给定短文 —
__________________________________________________

一天深夜,你的女儿麦琪从就读的大学打电话回来,征询你的意见。她很少需要你的意见,但是每次她来问你时,都为时已晚。这次听起来很有趣,她已经答应要参加一个她们学校经济系所做的实验。实验规则事先就被公布出来,以便受试者能够仔细思考他们的选择。实验是关于两个对手之间的议价,麦琪扮演参与者A。开始时麦琪会得到10美元,然后她要将这笔钱分给另一名学生(参与者B),麦琪不知道这名学生的身份。规则规定她必须提出一个数字给参与者B,然后参与者B可以接受这项提议,并拿到麦琪所提出的金额,或是拒绝这项提议,然后两人都拿不到钱。麦琪问她聪明的经济学家老爸的问题是:她应该出多少钱呢?

__________________________________________________

数据列表 —
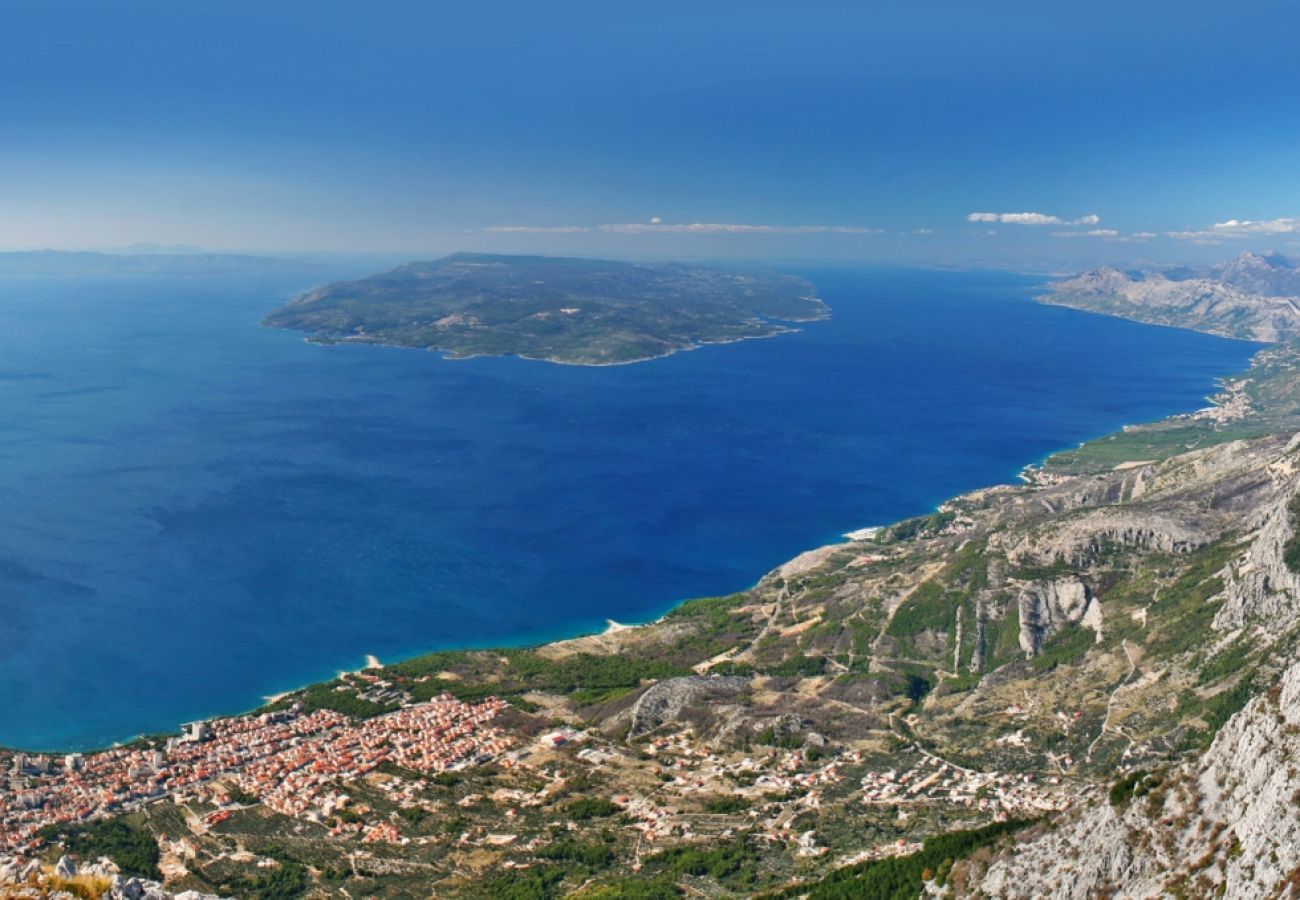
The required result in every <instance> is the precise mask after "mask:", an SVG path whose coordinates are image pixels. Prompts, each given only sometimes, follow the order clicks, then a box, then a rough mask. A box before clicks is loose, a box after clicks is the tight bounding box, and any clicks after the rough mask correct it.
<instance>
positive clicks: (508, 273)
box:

__________________________________________________

任务 —
• 1. 用两句话概括关于议价实验的短文。
• 2. 续写关于议价实验的短文,从最后一句之后接着写。
列表是单独的材料,与短文无关。

参考答案 —
• 1. 麦琪答应参加所在大学经济系的一个议价实验,她扮演参与者A,先得到10美元,并须向一名身份不明的参与者B提出分给对方的金额。参与者B接受就能拿到这笔钱,拒绝则两人都拿不到钱,于是麦琪深夜打电话问身为经济学家的父亲应该出多少钱。

• 2.
你支支吾吾地说必须去查一些研究文献,才能提供建议。因此,第二天一早你立刻冲到图书馆。结果,相关的理论出现在阿里尔·鲁宾斯坦的一篇论文(Ariel Rubinstein,1982)中。你立刻注意到鲁宾斯坦一开始就做了声明:他所做的只是在双方行为是理性的前提下,将议价情况中可能会发生的事做理论化的推理而已。他将这个问题与另外两个问题区分开来:(1)实证的问题——在实际上会达成的协议是什么;(2)规范的问题——公平的协议是什么。

在读过鲁宾斯坦的论文,包括一开始的声明之后,你理解到麦琪所参与的简单博弈,理论上的结果相当明显。参与者A应该跟参与者B提出一美分的出价。参与者B会接受这个出价,因为一美分总比没钱好。然而,你很快就会了解到为何鲁宾斯坦这么谨慎。一美分的出价似乎是个有风险的策略。如果参与者B将这么低的出价视为侮辱,拒绝这个出价的成本对于他来说只有一美分。或许麦琪应该提出高于一美分的出价?但要高出多少呢?你会给她什么样的建议?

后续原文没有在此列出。